(Supplied text):

My original derived code was like this (sorry I do not have the original CDC example code anymore):

#define NB_MS_BEFORE_FLUSH          100
void usb_device::flush()        { bool zlp=false; if(!Is_usb_write_enabled(TX_EP)) zlp=true; Usb_ack_in_ready_send(TX_EP); b_tx_new = true; if(zlp==true) { while(!Is_usb_write_enabled(TX_EP)); Usb_ack_in_ready_send(TX_EP); } }
void device_cdc_task(void)
    {
    if (!Is_device_enumerated()) { _reset_fifos=true; return; }
    if (_reset_fifos)
        {
        _reset_fifos=false;
        usb.fifo_send.reset();
        usb.fifo_recv.reset();
        Usb_reset_endpoint_fifo_access(RX_EP);
        Usb_reset_endpoint_fifo_access(TX_EP);
        }
    if (sof_cnt>=NB_MS_BEFORE_FLUSH)    // Flush buffer in Timeout
        {
        sof_cnt=0;
        usb.flush();
        }
    if (usb.b_send) usb.send(); else usb.recv();
    usb.b_send=!usb.b_send;
    }

And after getting to the bottom of this and fixing the issue the working code looks like this:

void device_cdc_task(void)

Location identification entries:
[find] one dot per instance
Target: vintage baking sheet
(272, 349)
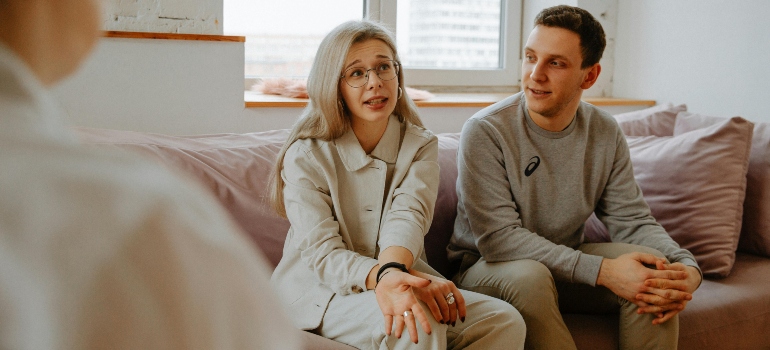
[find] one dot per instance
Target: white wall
(195, 87)
(164, 16)
(181, 87)
(712, 55)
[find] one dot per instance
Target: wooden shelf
(256, 100)
(173, 36)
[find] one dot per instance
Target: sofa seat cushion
(730, 313)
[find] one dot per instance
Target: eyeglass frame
(396, 64)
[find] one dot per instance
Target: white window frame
(385, 12)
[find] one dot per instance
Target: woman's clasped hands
(398, 294)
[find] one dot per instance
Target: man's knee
(531, 280)
(512, 281)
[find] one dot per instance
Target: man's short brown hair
(582, 23)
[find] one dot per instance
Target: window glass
(449, 34)
(282, 36)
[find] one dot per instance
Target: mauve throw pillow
(655, 121)
(755, 234)
(234, 167)
(695, 184)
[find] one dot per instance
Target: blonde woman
(358, 179)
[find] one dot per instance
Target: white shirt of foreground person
(108, 251)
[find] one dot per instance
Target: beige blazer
(345, 207)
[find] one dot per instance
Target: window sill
(259, 100)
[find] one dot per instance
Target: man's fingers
(667, 290)
(668, 274)
(655, 309)
(420, 316)
(666, 316)
(460, 302)
(662, 283)
(648, 259)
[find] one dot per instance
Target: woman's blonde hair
(325, 116)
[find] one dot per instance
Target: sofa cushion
(730, 313)
(695, 185)
(755, 234)
(657, 120)
(235, 167)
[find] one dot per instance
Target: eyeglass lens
(358, 76)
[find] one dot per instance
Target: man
(102, 250)
(532, 169)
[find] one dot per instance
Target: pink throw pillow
(234, 167)
(695, 185)
(755, 234)
(657, 120)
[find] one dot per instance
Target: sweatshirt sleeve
(485, 196)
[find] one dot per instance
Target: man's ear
(591, 76)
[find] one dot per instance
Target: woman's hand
(436, 296)
(398, 304)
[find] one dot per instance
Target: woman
(358, 179)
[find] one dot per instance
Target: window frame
(385, 11)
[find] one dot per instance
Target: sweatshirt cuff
(587, 269)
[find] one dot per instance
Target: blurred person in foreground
(103, 250)
(357, 179)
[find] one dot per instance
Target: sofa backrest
(236, 169)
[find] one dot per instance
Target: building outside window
(441, 42)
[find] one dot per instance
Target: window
(455, 42)
(441, 42)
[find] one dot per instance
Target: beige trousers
(490, 323)
(529, 286)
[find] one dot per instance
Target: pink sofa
(730, 312)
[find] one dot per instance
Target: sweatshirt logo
(533, 163)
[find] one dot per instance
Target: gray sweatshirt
(526, 193)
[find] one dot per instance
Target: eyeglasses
(357, 77)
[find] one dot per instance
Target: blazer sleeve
(414, 198)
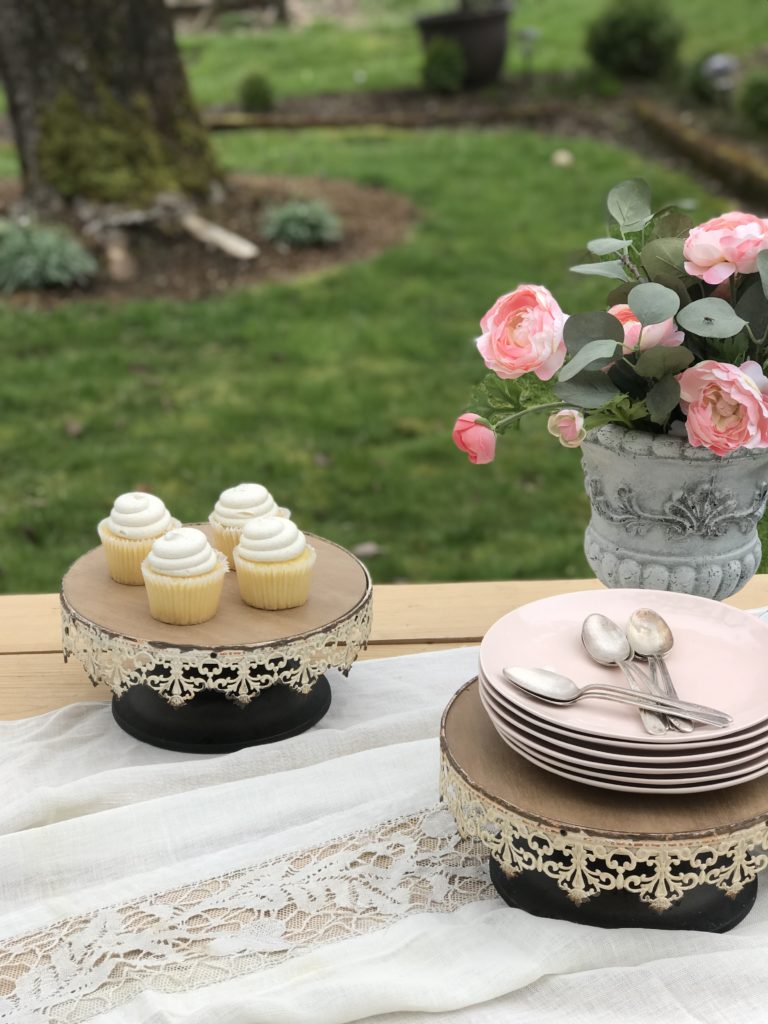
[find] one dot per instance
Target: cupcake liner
(184, 600)
(225, 539)
(275, 586)
(124, 554)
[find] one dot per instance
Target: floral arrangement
(681, 349)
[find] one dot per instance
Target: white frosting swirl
(182, 552)
(248, 501)
(137, 516)
(270, 540)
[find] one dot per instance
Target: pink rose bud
(474, 438)
(725, 406)
(655, 334)
(567, 426)
(522, 334)
(725, 246)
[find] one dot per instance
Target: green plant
(302, 223)
(670, 355)
(754, 101)
(635, 39)
(256, 94)
(38, 256)
(444, 67)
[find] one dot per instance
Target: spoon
(559, 689)
(607, 644)
(650, 637)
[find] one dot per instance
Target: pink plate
(629, 771)
(739, 744)
(605, 783)
(719, 659)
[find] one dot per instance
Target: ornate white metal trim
(658, 871)
(240, 673)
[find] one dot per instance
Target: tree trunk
(99, 102)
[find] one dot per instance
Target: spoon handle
(654, 723)
(697, 713)
(659, 670)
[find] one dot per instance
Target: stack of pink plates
(720, 658)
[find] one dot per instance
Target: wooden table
(408, 619)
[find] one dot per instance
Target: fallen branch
(218, 237)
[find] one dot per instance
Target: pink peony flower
(522, 334)
(726, 407)
(477, 440)
(567, 426)
(725, 246)
(655, 334)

(Exercise requirements):
- a) Answer these questions about the USB code excerpt, one answer per line:
(i) What value is NB_MS_BEFORE_FLUSH defined as?
(ii) What is _reset_fifos set to when the device is not enumerated?
(iii) What value is sof_cnt given right before usb.flush() is called?
- b) Edit the part of the USB code excerpt that opens with the words containing "My original derived" and closes with "if (_reset_fifos)", replacing "original" with "earlier" wherever it appears there.

(Answers in order):
- a)
(i) 100
(ii) true
(iii) 0

- b)
My earlier derived code was like this (sorry I do not have the earlier CDC example code anymore):

#define NB_MS_BEFORE_FLUSH          100
void usb_device::flush()        { bool zlp=false; if(!Is_usb_write_enabled(TX_EP)) zlp=true; Usb_ack_in_ready_send(TX_EP); b_tx_new = true; if(zlp==true) { while(!Is_usb_write_enabled(TX_EP)); Usb_ack_in_ready_send(TX_EP); } }
void device_cdc_task(void)
    {
    if (!Is_device_enumerated()) { _reset_fifos=true; return; }
    if (_reset_fifos)